Savers Value Village (NYSE:SVV) reported what management described as an inflection quarter, delivering its first year-over-year Adjusted EBITDA growth in nearly two years as both its U.S. and Canadian segments contributed higher profit. Executives pointed to accelerating thrift adoption in the U.S., stabilizing trends in Canada, and improving returns as newer stores mature.
Fourth-quarter results and key drivers
For the fourth quarter ended January 3, 2026, total net sales increased 15.6% to $465 million. Chief Financial Officer Michael Maher said sales growth was 8.4% excluding the benefit of a 53rd week and 8.4% on a constant-currency basis. Comparable store sales increased 5.4% on a like-for-like 52-week basis.
Management highlighted strong performance in the U.S. business. U.S. net sales increased 20.6% to $266 million, or 12.6% excluding the 53rd week. Comparable store sales in the U.S. rose 8.8%, which executives said was fueled by both transactions and average basket and was broad-based across categories and regions. CEO Mark Walsh said results were driven primarily by mature stores, with limited contribution from new locations that are only beginning to enter the comp base.
In Canada, trends were described as stabilized. Canadian net sales increased 9.1%, or 3.1% excluding the 53rd week. On a constant-currency basis, Canadian net sales increased 3% to $156 million and comparable store sales increased 0.7%, driven by higher average basket. Management said it is planning conservatively in Canada and does not assume a material improvement in the Canadian economy in the near term.
Margin, expense, and segment profitability
On the cost line, cost of merchandise sold increased 30 basis points to 44.6% of net sales, which Maher attributed to the impact of new stores, partially offset by leverage on comparable sales and growth in on-site donations.
Salaries, wages, and benefits expense totaled $93 million. Excluding IPO-related stock-based compensation, salaries, wages, and benefits as a percentage of net sales increased 90 basis points to 19.2%, driven primarily by new store growth, higher wage rates, and increased annual incentive plan expense.
Selling, general, and administrative expenses rose 8% to $99 million, mainly due to store base growth. However, as a percentage of net sales, SG&A decreased 150 basis points to 21.4%. Depreciation and amortization increased 32% to $22 million, reflecting investments in new stores, the extra week, and accelerated depreciation on seven stores closed during the quarter. Net interest expense decreased 8% to $14 million, primarily due to debt refinancing, partially offset by the extra week.
By segment, U.S. segment profit was $60 million, up $11 million, which management attributed to higher profit from comparable stores and progression in new store productivity. Canada segment profit was $43 million, up $4 million due to favorable comparable store performance and new store performance. Executives repeatedly cited on-plan maturation of newer stores as a key contributor to the profit improvement.
Store growth, customer trends, and innovation initiatives
The company opened 10 new stores in the quarter, finishing 2025 with 26 openings. Walsh said new stores, as a class, continue to perform in line with expectations and reiterated the company’s long-term confidence in store growth and a targeted 20% store-level contribution margin.
For 2026, management plans to open around 25 stores, with more than 20 in the U.S. The company expects to expand into new markets in North Carolina and Tennessee and plans openings across 11 states with a mix of infill and new markets. In Canada, executives said store openings will “significantly” slow, which they expect will benefit segment margins and allow the Canadian business to remain a meaningful contributor to free cash flow.

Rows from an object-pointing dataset
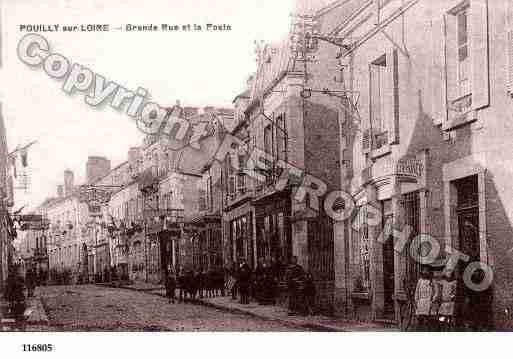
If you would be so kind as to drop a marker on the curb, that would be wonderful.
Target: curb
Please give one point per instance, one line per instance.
(309, 326)
(127, 287)
(288, 323)
(39, 307)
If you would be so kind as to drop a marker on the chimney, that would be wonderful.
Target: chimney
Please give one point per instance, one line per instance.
(96, 168)
(208, 109)
(190, 111)
(69, 180)
(134, 154)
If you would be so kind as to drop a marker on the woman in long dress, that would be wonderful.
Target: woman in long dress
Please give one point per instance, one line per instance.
(424, 294)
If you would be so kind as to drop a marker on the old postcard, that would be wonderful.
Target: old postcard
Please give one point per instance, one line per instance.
(270, 166)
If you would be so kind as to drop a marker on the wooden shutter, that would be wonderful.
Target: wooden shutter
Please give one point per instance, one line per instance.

Given instruction = Repeat the stretch of the Savers Value Village quarterly results from "Selling, general, and" through "the extra week.", replacing "extra week" with "53rd week". The entries have nothing to do with the work here.

Correct result =
Selling, general, and administrative expenses rose 8% to $99 million, mainly due to store base growth. However, as a percentage of net sales, SG&A decreased 150 basis points to 21.4%. Depreciation and amortization increased 32% to $22 million, reflecting investments in new stores, the 53rd week, and accelerated depreciation on seven stores closed during the quarter. Net interest expense decreased 8% to $14 million, primarily due to debt refinancing, partially offset by the 53rd week.